Please recast the records from the line with "Question. Indicate one point on each instance of the walkway" through the line with "[(245, 195)]", both included, as a JSON list of strings with one string per line and no blank lines.

┌──

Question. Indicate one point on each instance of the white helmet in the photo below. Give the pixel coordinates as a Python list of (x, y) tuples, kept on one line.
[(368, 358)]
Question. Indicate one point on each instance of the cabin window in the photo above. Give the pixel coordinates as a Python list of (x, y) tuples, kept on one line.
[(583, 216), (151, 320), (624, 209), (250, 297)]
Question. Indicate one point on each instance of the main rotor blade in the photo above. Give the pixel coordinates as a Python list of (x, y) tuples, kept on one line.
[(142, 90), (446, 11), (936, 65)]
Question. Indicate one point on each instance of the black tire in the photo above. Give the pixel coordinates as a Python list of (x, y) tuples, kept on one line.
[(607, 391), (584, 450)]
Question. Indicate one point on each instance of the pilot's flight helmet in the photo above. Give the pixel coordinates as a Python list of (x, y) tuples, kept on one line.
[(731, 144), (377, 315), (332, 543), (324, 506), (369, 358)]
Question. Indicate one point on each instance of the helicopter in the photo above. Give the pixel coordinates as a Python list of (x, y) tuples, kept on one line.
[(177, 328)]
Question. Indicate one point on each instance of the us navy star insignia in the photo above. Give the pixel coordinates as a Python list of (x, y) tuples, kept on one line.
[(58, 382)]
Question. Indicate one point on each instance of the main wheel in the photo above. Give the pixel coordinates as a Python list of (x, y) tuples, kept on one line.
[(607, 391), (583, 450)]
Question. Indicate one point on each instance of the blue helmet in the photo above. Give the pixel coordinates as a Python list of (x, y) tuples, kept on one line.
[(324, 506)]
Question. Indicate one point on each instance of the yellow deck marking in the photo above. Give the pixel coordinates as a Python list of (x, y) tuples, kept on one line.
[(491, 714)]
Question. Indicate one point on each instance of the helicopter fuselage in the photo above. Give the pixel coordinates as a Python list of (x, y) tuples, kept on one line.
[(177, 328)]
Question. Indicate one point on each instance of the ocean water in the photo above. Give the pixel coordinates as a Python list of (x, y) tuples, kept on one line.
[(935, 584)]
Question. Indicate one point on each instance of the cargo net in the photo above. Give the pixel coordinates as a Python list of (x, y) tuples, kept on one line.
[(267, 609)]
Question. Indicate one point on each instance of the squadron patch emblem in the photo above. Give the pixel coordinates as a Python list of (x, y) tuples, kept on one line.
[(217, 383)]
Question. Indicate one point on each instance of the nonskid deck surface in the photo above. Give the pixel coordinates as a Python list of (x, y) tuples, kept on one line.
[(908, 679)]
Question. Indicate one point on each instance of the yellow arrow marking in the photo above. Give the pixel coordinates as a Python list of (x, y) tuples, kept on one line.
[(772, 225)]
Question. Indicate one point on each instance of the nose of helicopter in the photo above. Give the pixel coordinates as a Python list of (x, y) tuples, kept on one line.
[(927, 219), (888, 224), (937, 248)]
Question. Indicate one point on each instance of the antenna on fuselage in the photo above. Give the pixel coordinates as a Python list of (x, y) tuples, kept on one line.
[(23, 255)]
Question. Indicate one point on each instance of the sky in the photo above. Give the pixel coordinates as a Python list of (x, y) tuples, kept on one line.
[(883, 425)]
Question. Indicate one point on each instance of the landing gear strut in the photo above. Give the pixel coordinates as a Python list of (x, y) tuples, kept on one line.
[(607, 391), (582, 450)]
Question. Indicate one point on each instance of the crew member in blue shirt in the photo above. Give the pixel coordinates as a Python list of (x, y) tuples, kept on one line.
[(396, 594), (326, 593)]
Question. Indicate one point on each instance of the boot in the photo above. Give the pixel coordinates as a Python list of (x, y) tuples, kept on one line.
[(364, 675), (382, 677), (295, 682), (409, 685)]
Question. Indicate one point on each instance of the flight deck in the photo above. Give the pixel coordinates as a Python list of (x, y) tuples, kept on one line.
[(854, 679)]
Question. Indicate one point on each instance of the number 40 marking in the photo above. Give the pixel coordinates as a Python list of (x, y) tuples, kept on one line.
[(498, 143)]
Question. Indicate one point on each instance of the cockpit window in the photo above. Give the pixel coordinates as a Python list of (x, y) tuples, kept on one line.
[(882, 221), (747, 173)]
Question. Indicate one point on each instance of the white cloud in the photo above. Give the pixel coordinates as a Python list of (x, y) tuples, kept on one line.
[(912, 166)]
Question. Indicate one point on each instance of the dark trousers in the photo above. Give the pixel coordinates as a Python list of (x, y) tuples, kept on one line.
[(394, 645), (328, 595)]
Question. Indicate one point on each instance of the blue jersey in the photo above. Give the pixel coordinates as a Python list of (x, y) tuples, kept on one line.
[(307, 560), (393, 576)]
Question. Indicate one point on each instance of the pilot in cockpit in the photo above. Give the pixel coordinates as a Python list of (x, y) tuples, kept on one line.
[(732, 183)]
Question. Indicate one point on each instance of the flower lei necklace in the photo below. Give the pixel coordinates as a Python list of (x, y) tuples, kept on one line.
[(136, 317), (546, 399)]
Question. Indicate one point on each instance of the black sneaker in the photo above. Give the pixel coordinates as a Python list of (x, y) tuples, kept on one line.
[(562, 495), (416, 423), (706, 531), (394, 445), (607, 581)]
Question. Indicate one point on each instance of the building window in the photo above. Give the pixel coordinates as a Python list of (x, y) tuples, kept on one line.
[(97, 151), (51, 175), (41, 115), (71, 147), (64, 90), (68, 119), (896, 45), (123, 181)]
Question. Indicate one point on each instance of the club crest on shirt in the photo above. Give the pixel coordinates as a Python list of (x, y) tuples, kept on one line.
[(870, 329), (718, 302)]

└──
┌──

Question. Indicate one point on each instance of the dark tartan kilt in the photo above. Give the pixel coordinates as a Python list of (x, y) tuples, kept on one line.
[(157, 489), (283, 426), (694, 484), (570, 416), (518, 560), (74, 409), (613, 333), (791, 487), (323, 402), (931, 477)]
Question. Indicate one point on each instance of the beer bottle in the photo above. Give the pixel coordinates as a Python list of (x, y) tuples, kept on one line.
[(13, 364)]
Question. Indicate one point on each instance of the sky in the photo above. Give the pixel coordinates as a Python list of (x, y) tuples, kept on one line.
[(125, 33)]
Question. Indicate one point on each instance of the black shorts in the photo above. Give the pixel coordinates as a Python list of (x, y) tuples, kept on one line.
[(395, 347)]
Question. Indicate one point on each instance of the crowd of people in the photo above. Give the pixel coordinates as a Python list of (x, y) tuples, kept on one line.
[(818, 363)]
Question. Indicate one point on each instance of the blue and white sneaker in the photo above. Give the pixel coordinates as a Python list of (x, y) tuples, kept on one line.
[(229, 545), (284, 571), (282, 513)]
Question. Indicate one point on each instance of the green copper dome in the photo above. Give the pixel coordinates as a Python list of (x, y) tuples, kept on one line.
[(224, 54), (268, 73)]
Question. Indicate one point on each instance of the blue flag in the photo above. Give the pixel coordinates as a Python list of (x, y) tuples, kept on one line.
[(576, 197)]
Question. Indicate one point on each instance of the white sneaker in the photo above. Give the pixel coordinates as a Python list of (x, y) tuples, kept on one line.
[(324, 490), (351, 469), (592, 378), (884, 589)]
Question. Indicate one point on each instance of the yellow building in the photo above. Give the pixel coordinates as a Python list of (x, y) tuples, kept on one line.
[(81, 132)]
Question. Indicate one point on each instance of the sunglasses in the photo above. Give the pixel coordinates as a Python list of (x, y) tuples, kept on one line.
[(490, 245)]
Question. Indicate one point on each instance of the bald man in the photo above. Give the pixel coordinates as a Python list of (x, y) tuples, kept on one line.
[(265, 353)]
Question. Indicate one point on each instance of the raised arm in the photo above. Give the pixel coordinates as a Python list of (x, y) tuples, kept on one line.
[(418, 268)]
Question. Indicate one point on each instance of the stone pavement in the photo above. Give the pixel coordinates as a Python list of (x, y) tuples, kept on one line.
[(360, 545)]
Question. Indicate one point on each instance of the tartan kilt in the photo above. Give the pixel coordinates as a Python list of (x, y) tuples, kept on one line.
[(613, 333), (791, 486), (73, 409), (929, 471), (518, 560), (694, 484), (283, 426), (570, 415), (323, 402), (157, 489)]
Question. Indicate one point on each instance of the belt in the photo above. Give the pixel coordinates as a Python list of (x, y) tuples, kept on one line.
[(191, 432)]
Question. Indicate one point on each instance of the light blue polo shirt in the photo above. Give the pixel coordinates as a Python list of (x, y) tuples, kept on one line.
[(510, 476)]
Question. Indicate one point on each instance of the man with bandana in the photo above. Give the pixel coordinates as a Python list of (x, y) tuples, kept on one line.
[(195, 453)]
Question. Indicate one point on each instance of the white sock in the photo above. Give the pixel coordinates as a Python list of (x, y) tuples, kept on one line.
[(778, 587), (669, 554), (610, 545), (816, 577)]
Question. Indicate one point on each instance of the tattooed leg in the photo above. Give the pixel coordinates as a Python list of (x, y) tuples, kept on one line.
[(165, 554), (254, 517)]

└──
┌──

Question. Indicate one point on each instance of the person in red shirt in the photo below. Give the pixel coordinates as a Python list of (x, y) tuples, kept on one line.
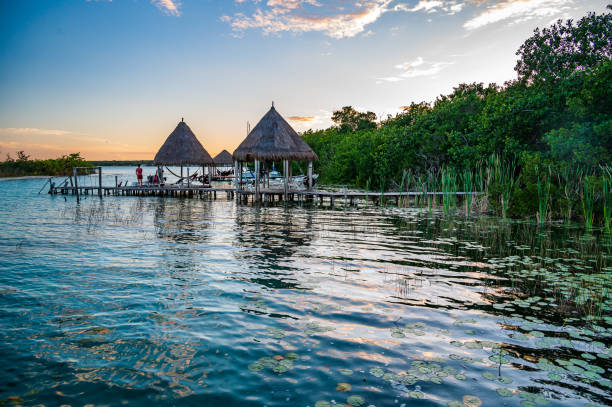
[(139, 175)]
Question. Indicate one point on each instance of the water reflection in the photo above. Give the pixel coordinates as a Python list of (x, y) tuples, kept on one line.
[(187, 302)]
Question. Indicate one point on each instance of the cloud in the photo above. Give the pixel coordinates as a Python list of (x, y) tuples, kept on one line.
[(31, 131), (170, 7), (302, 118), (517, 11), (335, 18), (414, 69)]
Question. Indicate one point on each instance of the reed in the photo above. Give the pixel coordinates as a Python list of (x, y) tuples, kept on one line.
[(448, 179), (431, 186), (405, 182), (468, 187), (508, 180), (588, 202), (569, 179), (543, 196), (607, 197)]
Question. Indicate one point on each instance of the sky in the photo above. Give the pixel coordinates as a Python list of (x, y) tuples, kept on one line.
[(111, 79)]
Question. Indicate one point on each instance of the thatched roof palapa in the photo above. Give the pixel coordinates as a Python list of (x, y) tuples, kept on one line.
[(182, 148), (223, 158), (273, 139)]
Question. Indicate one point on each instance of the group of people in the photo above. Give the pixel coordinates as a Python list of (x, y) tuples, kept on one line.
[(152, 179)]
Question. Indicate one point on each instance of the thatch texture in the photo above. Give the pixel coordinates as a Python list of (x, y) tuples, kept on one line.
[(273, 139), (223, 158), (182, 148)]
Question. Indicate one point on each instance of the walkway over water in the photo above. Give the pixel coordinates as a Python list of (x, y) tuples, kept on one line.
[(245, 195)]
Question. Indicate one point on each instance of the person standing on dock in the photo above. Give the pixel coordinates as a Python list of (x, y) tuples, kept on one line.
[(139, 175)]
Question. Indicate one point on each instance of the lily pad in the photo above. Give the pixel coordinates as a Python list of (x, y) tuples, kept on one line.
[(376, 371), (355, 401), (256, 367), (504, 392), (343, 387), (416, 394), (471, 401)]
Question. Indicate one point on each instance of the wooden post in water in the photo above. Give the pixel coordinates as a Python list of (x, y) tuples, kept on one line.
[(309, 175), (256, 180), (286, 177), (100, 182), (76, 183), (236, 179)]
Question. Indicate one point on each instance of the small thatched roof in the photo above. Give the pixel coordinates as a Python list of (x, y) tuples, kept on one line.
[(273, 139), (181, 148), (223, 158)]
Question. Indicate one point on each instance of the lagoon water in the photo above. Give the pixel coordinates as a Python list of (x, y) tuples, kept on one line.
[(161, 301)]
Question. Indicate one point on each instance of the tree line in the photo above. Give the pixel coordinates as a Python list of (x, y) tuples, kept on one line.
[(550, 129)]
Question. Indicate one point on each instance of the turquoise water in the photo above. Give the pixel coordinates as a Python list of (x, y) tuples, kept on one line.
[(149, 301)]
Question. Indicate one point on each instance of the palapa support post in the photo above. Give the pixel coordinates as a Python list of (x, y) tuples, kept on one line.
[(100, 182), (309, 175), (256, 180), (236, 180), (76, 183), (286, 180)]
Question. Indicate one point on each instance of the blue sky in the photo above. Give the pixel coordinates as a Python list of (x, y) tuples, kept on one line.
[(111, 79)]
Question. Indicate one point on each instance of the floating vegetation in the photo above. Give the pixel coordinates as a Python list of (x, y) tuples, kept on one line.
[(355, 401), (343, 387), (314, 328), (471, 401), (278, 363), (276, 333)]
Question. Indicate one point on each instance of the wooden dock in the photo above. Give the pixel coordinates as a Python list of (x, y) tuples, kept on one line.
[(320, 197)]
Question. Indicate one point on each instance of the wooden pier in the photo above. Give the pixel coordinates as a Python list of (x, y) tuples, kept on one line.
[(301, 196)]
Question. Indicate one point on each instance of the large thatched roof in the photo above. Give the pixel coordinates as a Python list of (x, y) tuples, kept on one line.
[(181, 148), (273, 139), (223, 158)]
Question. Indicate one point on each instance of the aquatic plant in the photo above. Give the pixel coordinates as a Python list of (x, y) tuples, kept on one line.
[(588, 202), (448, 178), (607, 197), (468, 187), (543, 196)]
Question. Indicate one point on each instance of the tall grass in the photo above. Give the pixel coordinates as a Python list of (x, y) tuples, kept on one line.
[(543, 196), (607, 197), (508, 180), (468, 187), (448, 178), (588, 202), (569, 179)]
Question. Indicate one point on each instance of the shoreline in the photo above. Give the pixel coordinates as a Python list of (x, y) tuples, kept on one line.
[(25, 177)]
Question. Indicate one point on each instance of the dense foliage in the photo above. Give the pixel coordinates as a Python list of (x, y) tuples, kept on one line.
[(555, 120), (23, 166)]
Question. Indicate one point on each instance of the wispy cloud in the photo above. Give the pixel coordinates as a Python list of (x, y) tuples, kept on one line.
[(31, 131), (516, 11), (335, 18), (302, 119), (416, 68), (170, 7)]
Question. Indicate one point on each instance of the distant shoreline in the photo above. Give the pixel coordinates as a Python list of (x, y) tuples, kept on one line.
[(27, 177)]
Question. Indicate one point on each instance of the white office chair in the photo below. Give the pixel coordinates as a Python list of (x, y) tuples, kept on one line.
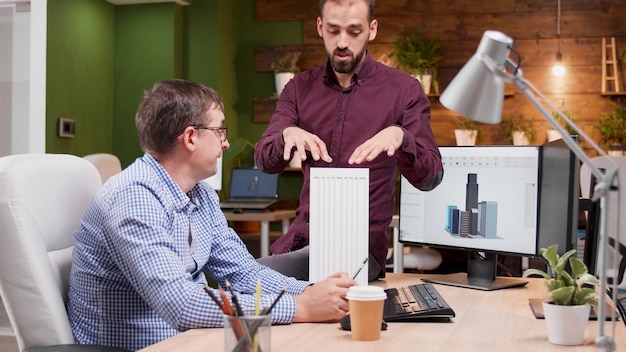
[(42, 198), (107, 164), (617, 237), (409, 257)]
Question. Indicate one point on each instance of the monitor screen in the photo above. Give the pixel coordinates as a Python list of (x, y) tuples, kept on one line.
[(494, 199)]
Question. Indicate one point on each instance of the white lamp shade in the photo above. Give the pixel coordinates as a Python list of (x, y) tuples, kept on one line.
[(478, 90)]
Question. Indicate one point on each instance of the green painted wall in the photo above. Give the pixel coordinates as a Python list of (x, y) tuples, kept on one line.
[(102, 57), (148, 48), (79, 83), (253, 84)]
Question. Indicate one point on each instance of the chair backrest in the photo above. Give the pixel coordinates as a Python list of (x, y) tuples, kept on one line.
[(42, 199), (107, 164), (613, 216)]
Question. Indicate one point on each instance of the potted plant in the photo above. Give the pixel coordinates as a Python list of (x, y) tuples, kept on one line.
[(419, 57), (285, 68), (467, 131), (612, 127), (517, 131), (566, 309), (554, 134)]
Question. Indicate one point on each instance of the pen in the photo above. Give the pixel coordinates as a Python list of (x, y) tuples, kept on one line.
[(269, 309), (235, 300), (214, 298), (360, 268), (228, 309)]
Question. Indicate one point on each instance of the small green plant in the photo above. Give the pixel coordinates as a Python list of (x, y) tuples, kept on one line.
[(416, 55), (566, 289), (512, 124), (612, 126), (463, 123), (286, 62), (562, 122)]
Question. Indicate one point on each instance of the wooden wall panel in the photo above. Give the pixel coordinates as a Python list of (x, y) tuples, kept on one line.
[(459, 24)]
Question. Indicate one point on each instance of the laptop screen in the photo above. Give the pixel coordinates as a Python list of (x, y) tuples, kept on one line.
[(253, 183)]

└──

WRITTEN REPLY:
[
  "Question. Indicate one point on each instance of the walkway over water in the photo above. Give the pixel coordinates as a Python list of (x, y) tuples, kept on one line.",
  "[(245, 195)]"
]